__Problems and tasks__
• 1. List every character from the novel that the One True Loves review mentions by name.
• 2. Please pick up the One True Loves review after its last sentence and carry it forward.

__Provided text__
Taylor Jenkins Reid’s One True Loves

“I think that perhaps everyone has a moment that splits their life in two. When we look back on our own timelines, there’s a sharp spike somewhere along the way, some event that changed you, changed your life, more than others. A moment that creates a Before and an After…Maybe it’s something wonderful. Maybe it’s something tragic. But when it happens, it tints your memories, shifts your perspective on your own life, and it suddenly seems as if everything you’ve been through falls under the label of ‘pre’ or ‘post.’”

 

I have a special place for Taylor Jenkins Reid novels in my heart. She has a way of conveying emotions that really pulls at your strings and allows you to feel everything that the characters do. I’ve thought this way from the beginning, ever since I was introduced to her first novel, Forever, Interrupted, knowing full well that it was going to be a tearjerker, but plunging in regardless. In her fourth novel, One True Loves, Reid explores the idea that a person can have more than one true love, as her main protagonist, Emma, is forced to choose between her new fiancé and the husband that she thought had died three-and-a-half years earlier.

Is it ever really possible to get over your true love? When Emma first lost her husband, Jesse, she thought that her life was over, and in many ways it was. The life that they had shared together ended the minute his plane crashed into the ocean. Not knowing what else to do, she quits her job and moves back to her parents’ home in Massachusetts to try and put the pieces of her life back together. It is there that she runs into her old friend, Sam, and after much soul searching, decides to give love a second chance. They become engaged and move in together, but as Emma knows, life is unpredictable, and you may not get the happily-ever-after ending that you hoped for. It is there, while leaving her father’s sixty-fourth birthday party, with her new fiancé in toe, that she gets the phone call that will change her life forever. Again. Jesse is alive. And he’s coming home. While Emma had spent the past three-and-a-half years trying to create a new life for herself and get over the devastation of losing the one person she loved most in the world, Jesse had been stuck on an island in the middle of the Pacific, trying to survive and make it home to her. But what about Sam? Where does he fit in?

__Provided records__

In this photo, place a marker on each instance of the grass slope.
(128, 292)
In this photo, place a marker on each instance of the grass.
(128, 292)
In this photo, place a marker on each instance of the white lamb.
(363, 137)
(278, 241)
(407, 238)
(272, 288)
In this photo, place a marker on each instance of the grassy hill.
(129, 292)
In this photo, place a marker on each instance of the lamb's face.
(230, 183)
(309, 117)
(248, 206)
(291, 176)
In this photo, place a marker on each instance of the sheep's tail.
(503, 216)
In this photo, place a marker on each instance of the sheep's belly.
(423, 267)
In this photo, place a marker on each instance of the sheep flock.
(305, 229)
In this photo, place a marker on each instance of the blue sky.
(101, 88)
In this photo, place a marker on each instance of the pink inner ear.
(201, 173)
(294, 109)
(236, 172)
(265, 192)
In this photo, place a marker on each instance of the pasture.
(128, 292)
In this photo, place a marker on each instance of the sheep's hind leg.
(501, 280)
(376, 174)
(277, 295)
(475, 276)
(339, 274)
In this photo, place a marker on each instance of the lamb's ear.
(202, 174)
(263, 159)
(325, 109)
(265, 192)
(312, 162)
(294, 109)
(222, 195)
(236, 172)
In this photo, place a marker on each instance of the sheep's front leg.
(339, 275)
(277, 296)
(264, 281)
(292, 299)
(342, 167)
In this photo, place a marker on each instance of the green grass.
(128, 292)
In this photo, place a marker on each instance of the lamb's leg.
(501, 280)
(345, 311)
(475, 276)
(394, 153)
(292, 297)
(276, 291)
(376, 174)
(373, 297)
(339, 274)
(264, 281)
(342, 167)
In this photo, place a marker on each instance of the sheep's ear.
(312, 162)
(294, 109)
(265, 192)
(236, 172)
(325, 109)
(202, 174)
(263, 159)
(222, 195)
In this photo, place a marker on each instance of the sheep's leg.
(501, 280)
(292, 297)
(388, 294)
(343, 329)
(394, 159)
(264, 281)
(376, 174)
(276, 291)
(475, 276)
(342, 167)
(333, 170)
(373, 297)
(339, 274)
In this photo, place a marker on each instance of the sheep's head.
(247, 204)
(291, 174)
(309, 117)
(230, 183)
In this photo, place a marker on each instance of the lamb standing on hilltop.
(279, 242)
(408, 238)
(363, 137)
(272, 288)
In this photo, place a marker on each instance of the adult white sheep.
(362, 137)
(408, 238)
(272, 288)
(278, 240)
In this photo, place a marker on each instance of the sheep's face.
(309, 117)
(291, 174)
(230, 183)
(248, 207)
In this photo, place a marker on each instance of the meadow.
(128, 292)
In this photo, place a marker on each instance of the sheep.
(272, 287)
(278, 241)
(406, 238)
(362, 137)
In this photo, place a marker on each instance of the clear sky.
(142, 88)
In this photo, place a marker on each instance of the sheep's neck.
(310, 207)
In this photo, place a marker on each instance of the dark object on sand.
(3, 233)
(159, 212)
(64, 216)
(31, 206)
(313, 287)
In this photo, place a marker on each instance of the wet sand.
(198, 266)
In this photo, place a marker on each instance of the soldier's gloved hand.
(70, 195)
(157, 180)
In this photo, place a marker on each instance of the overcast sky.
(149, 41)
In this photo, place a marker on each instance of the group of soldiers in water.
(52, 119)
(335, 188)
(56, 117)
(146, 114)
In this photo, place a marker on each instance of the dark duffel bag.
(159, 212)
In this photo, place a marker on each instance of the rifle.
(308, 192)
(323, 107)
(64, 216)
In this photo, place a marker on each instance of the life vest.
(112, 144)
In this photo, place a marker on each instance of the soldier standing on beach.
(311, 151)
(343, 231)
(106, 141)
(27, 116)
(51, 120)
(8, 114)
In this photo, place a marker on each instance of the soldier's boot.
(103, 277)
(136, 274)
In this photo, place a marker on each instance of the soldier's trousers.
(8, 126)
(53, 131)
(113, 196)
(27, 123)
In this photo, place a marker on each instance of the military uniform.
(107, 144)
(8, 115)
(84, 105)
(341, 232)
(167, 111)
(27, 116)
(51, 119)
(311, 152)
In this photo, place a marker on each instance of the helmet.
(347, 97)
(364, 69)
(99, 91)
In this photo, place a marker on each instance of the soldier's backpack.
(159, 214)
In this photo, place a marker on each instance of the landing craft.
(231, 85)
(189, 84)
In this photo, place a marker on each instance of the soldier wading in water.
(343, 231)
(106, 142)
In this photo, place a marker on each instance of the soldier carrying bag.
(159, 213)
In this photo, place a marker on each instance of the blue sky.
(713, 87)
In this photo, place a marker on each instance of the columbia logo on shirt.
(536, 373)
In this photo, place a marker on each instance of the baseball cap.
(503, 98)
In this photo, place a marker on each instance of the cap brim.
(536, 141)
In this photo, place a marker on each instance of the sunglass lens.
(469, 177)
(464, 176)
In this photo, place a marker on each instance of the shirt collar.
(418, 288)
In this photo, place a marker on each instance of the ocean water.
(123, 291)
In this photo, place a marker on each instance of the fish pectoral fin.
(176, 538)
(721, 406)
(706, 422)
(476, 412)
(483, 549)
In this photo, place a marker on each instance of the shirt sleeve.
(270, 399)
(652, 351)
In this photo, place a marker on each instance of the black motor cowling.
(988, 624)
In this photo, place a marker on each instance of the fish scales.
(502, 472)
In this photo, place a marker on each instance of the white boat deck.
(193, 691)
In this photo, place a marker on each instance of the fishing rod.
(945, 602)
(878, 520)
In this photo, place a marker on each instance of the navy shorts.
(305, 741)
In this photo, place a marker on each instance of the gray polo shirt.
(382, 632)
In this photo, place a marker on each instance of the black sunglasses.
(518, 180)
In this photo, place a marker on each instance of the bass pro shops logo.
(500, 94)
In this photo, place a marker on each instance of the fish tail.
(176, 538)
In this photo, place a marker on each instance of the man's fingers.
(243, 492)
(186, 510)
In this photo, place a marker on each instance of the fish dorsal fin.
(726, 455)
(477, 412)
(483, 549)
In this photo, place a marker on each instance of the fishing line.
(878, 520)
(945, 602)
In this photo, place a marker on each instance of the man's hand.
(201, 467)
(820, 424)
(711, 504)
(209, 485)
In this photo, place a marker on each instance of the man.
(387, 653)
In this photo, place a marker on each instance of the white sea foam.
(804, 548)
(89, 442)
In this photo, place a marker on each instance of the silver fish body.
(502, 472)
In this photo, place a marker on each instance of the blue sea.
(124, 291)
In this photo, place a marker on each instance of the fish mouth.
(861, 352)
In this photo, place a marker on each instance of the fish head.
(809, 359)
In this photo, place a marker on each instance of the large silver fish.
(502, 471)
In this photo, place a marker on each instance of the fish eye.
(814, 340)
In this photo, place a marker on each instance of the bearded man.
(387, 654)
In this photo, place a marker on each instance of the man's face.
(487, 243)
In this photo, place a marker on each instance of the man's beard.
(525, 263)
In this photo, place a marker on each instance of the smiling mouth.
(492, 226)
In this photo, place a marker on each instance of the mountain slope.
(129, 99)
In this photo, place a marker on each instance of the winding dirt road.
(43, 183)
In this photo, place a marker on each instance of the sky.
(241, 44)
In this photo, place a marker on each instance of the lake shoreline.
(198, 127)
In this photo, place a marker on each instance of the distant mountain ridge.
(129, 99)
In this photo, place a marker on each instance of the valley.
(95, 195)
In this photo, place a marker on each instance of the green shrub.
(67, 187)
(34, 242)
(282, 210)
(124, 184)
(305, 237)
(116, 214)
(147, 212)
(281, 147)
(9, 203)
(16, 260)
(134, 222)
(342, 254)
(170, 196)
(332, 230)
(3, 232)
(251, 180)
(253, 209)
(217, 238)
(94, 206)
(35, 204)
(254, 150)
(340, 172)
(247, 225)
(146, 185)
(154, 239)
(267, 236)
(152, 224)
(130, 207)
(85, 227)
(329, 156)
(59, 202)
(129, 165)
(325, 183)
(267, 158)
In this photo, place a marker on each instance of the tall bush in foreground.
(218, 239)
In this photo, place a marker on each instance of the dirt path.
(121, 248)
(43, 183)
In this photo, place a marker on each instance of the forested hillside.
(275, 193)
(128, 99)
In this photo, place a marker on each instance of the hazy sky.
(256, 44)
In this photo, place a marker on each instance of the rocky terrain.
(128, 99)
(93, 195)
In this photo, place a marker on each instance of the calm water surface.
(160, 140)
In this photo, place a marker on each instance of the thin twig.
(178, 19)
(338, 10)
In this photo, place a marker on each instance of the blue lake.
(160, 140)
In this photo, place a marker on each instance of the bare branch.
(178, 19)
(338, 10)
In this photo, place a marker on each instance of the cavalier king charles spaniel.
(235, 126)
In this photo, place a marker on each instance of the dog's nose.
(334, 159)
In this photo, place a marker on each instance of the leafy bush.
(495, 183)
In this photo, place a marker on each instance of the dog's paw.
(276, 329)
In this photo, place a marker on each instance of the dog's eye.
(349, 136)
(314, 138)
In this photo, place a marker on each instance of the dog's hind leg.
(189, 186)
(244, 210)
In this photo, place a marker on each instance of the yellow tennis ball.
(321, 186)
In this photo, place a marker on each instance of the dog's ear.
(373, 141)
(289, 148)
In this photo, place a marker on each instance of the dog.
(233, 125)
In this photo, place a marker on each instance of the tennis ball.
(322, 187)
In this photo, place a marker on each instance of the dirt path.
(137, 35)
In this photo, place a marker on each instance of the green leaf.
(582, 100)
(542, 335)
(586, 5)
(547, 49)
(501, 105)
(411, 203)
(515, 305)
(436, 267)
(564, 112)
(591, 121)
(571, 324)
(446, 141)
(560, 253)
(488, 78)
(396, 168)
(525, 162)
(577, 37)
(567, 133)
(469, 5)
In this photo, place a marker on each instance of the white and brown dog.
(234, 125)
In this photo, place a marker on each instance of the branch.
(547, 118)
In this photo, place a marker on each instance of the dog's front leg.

__In response__
• 1. Emma, Jesse, Sam

• 2.
When Emma and Jesse are reunited, it is clear that they still deeply love each other, but it is also clear that they both have changed in different ways. Emma is working at her parents’ bookstore, something that she had swore she would never do. Jesse has experienced so much pain that Emma couldn’t possibly begin to understand. He wants to pick up where they left off, travel the globe together with their work, move back to California, and as much as Emma is grateful that Jesse is alive and wants to go back to the way things were, she is not sure if that is something that she still wants. The life that she created with Sam is the exact opposite of the one she had had with Jesse: it’s grounded, stable. Emma questions her feelings for Sam and Jesse. She feels like she’s betrayed both men in a way: Jesse, for moving on and not wanting to spend the rest of her life heartbroken and alone, and Sam, for knowing that if she stays with him, she will never be able to give him her complete heart.

It doesn’t come down to love. There is no question that Emma loves both of them. But every love is different. You’re never the same person that you are with your previous love, nor do you love that new person the same way. It doesn’t negate one or the other. It doesn’t mean that you cared for one more than the other. It just means that you loved them differently. For Emma, what it comes down to is what she wants out of life. After losing Jesse, Emma became a different person, because there’s no way that you couldn’t lose the love of your life and not have it affect your fundamentally. “Do you ever get over loss? Or do you find a box within yourself, big enough to hold it?” How do you choose between the person who was ripped from your life too soon and the person who helped you come back from the dead?

For me, this was probably the most heartbreaking of all her novels. It’s hard to think that our true love can be ripped away from us without a moment’s notice. It’s devastating, really, to have built a life with someone and to have to start over. But what is equally devastating is the fact that you might be able to move on some day, or, if you were the person that was lost, that they can move on without you. Can replace you. That you can replace them. But you can never actually replace a person that you loved so deeply and lost.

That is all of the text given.